(Dataset items)

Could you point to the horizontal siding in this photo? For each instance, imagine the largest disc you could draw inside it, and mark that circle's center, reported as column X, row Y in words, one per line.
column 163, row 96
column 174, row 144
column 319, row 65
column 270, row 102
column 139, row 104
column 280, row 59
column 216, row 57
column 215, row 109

__Directions for this task__
Switch "disc" to "circle" and write out all the records above again, leaving everything else unchanged.

__Response below__
Could you point to the horizontal siding in this photo? For each instance, imagine the largest circle you could draw inside it, and mark that circle's center, reported as column X, row Y in words, one per line.
column 163, row 96
column 174, row 144
column 319, row 65
column 270, row 102
column 139, row 104
column 280, row 59
column 216, row 57
column 215, row 109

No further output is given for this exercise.